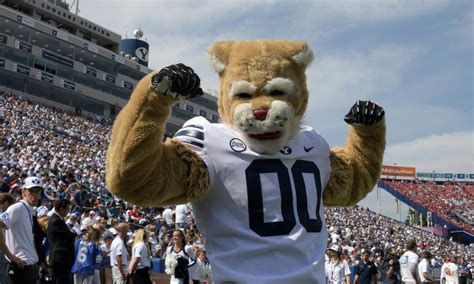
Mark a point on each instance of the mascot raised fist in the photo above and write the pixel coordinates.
(258, 180)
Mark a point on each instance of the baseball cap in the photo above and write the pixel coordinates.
(31, 182)
(336, 248)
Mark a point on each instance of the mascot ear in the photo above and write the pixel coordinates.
(219, 54)
(304, 57)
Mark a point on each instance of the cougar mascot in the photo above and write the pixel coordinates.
(258, 180)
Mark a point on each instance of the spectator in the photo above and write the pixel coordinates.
(139, 267)
(337, 270)
(424, 268)
(464, 272)
(201, 271)
(409, 263)
(181, 216)
(449, 271)
(18, 220)
(119, 255)
(105, 268)
(177, 260)
(61, 243)
(6, 200)
(365, 270)
(168, 216)
(88, 254)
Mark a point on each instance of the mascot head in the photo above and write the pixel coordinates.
(263, 92)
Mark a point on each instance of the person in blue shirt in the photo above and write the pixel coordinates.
(88, 257)
(365, 271)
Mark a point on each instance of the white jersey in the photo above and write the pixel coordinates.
(336, 272)
(168, 216)
(408, 266)
(424, 266)
(181, 213)
(18, 219)
(263, 218)
(450, 273)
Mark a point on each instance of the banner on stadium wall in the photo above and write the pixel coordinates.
(23, 46)
(445, 176)
(396, 171)
(3, 39)
(89, 71)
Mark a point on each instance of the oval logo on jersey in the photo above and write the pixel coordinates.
(286, 150)
(142, 54)
(237, 145)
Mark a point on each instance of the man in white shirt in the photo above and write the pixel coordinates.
(168, 216)
(181, 216)
(450, 271)
(408, 264)
(17, 221)
(119, 255)
(424, 268)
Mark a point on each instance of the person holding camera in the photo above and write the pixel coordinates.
(391, 267)
(177, 260)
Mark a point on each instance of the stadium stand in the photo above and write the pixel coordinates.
(451, 201)
(67, 151)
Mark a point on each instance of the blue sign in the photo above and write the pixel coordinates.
(109, 78)
(23, 69)
(127, 85)
(136, 48)
(69, 85)
(59, 59)
(47, 77)
(90, 71)
(25, 47)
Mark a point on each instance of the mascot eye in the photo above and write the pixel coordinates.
(277, 93)
(243, 96)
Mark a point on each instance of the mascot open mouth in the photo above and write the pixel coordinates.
(266, 136)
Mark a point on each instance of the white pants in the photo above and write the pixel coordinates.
(83, 279)
(117, 276)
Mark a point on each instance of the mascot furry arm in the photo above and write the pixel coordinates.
(144, 170)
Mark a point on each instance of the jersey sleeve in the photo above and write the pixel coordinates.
(136, 250)
(10, 216)
(193, 133)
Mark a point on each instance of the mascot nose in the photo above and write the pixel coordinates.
(260, 113)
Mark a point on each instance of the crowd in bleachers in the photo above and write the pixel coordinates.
(67, 151)
(452, 201)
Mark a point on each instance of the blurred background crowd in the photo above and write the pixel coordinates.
(67, 152)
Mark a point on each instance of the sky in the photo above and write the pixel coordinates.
(414, 58)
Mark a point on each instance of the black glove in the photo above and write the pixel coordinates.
(364, 113)
(177, 81)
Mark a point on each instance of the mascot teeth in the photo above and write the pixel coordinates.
(258, 180)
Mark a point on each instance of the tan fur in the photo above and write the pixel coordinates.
(143, 170)
(356, 167)
(259, 62)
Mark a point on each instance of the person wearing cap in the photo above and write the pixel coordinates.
(18, 222)
(119, 255)
(424, 268)
(409, 263)
(6, 200)
(61, 243)
(337, 270)
(365, 270)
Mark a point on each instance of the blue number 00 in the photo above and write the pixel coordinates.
(255, 197)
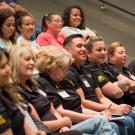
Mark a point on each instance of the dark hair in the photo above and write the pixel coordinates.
(70, 38)
(46, 17)
(10, 89)
(66, 16)
(19, 17)
(90, 42)
(4, 14)
(2, 53)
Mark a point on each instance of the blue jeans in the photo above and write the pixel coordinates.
(126, 126)
(97, 125)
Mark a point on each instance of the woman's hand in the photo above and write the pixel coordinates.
(63, 129)
(107, 113)
(41, 133)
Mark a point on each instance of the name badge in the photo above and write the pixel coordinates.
(86, 83)
(132, 77)
(63, 94)
(42, 93)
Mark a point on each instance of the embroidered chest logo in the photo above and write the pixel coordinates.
(2, 120)
(101, 78)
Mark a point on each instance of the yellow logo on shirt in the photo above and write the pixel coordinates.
(101, 78)
(2, 120)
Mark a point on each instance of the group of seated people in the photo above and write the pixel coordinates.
(60, 83)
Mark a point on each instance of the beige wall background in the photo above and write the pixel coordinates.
(112, 24)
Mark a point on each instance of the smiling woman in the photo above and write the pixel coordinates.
(7, 31)
(51, 26)
(74, 22)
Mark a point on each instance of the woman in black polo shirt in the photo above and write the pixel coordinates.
(11, 119)
(53, 66)
(117, 59)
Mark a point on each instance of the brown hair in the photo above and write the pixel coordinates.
(112, 47)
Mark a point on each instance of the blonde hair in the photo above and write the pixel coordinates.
(53, 57)
(16, 53)
(90, 42)
(112, 47)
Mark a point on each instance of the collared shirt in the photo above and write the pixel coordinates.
(68, 98)
(40, 101)
(10, 115)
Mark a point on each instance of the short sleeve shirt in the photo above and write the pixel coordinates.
(124, 71)
(53, 90)
(10, 116)
(98, 74)
(111, 73)
(40, 102)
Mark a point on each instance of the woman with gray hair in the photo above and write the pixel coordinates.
(53, 66)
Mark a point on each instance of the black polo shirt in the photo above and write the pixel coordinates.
(40, 102)
(54, 92)
(110, 72)
(124, 71)
(99, 77)
(10, 116)
(81, 78)
(131, 67)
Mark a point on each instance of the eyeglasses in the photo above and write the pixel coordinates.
(65, 69)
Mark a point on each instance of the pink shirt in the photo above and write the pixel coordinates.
(45, 39)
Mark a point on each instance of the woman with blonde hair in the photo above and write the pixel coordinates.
(12, 118)
(32, 92)
(53, 66)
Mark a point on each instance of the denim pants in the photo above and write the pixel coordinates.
(97, 125)
(126, 126)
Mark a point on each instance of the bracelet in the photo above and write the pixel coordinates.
(12, 4)
(109, 106)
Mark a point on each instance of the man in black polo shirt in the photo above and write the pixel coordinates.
(85, 84)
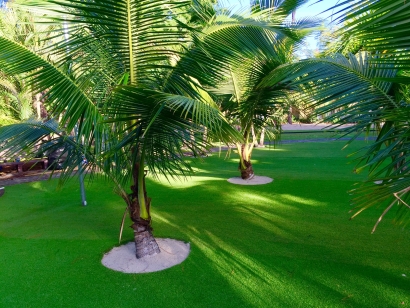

· · · · ·

Task to carry out:
Reproduce the data word for word, beginning at the line that contains "Mark a point on each instance of the denim" and continuing through the end of the data. Leave out any pictures.

Response to this exercise:
Mark a point on each instance of the denim pants in the photo above and write the pixel coordinates.
(97, 125)
(126, 126)
Mark a point on each instance of the bracelet in the photo above and write the pixel coordinates.
(12, 4)
(109, 106)
Mark a point on each instance of the man in black polo shirt in the photo above and write the pixel coordinates.
(85, 84)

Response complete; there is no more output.